*ARBEITSAUFTRAG 1*: Gib den Absatz aus dem Textauszug zu Hitzestufen im Arbeitsrecht, der mit „Im Grunde genommen“ beginnt, kürzer als Liste wieder und behalte dabei seine wichtigsten Fakten bei.
*ARBEITSAUFTRAG 2*: Beantworte anhand des Textauszugs zu Hitzestufen im Arbeitsrecht die Frage, ab welcher Raumtemperatur die erste Hitzestufe beginnt.
*ARBEITSAUFTRAG 3*: Schreibe den Textauszug zu Hitzestufen im Arbeitsrecht im Anschluss an seinen letzten Satz weiter.

*TEXTAUSZUG*:
^^^^

Drei Hitzestufen, die Arbeitgeberinnen und Arbeitgeber beachten müssen
Im Grunde genommen gibt es im deutschen Arbeitsrecht drei Hitzestufen. Die erste beginnt ab 26 Grad Raumtemperatur in den Büros. Hier gibt es dann eine erste Anforderung. "Arbeitgeberinnen und Arbeitgeber sollen für Abkühlung sorgen, beispielsweise durch Getränke, natürlich aber auch durch die Lockerung der Kleidungsregeln, dass man beispielsweise ohne Krawatte im Büro sitzen darf oder auch in einer Bank und dergleichen", erklärt Rechtsanwalt Kempgens. Mit 30 Grad wird aus dem 'sollen' ein 'müssen'. Es muss für Abkühlung gesorgt werden, egal in was für einer Form, ob Sonnenschutz, Kaltgetränke oder Frischluft.

^^^^

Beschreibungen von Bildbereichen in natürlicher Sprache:

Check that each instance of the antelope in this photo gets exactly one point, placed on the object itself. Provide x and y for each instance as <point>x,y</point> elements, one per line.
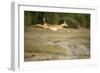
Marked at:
<point>52,27</point>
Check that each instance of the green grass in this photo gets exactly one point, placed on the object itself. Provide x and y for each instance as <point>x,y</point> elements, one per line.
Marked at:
<point>37,42</point>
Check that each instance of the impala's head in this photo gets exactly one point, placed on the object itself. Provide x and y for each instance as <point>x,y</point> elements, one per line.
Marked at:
<point>64,24</point>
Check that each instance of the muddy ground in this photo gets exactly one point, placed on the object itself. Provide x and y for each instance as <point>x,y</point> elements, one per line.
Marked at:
<point>44,44</point>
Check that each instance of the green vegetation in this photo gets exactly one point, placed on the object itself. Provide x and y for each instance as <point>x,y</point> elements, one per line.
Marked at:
<point>74,20</point>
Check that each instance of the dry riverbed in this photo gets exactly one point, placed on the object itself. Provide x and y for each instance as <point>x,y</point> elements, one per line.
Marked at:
<point>44,44</point>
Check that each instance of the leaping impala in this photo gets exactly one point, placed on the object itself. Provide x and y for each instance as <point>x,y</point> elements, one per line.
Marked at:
<point>52,27</point>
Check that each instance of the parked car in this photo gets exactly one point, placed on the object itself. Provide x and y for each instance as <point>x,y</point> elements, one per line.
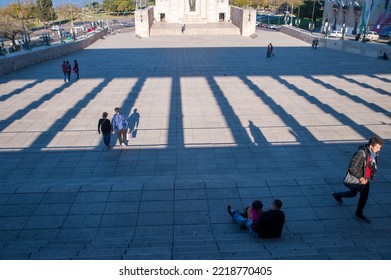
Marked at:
<point>66,34</point>
<point>127,24</point>
<point>371,36</point>
<point>55,28</point>
<point>336,34</point>
<point>90,29</point>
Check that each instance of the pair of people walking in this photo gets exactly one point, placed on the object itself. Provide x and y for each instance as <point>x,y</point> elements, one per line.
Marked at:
<point>67,70</point>
<point>120,125</point>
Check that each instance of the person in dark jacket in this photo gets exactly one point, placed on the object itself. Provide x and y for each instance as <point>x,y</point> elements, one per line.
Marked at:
<point>269,224</point>
<point>76,68</point>
<point>363,166</point>
<point>64,68</point>
<point>104,125</point>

^^^^

*LÖSUNG 1*:
- Das deutsche Arbeitsrecht kennt im Grunde drei Hitzestufen.
- Ab 26 Grad Raumtemperatur in Büros sollen Arbeitgeberinnen und Arbeitgeber für Abkühlung sorgen. Laut Rechtsanwalt Kempgens geht das etwa durch Getränke oder gelockerte Kleidungsregeln, zum Beispiel ohne Krawatte.
- Ab 30 Grad müssen sie für Abkühlung sorgen, in beliebiger Form, etwa durch Sonnenschutz, Kaltgetränke oder Frischluft.

*LÖSUNG 2*: Ab 26 Grad Raumtemperatur in den Büros.

*LÖSUNG 3*:
Mit Überschreitung von 35 Grad Lufttemperatur - also ab 36 Grad - ist laut Kempgens in aller Regel Schluss. "Da gilt ein Innenraum oder Arbeitsplatz nicht mehr als arbeitsfähig. Es könnte nur eine Art Luftdusche helfen, die aber niemand hat und was im Büro eher sowieso nicht geht", sagt Kempgens. Das bedeutet aber nicht, dass man dann "einfach den Stift fallen lässt und nach Hause geht. Das ist nicht zulässig", mahnt er. Dies könnte zu einer Abmahnung oder gar Kündigung führen. Seine einfache und simple Empfehlung: Das Gespräch mit Chef oder Chefin suchen: "Man kann beispielsweise sagen, 'die Temperaturen sind zu hoch, es muss etwas getan werden'. Und nur wenn der Chef oder die Chefin dann nicht reagieren, kann man theoretisch seine Arbeit niederlegen und nach Hause gehen, wo es weniger heiß ist, wo es kühler ist und bekommt trotzdem Lohn und Gehalt weiter."
Schutzvorschrift hilft der arbeitenden Bevölkerung
Das Ganze kommt übrigens aus einer gesetzlichen Regelung. Es gibt quasi eine Art "Schutzvorschrift, nach der Arbeitgeberinnen und Arbeitgeber eben den bei den Mitarbeitenden dafür sorgen müssen, dass sie bestmöglich geschützt sind", so der Experte. Dazu gehören eben entsprechende Maßnahmen bei hohen Temperaturen.
Was ist mit Berufen, die nicht zum "Büro-Sektor gehören?"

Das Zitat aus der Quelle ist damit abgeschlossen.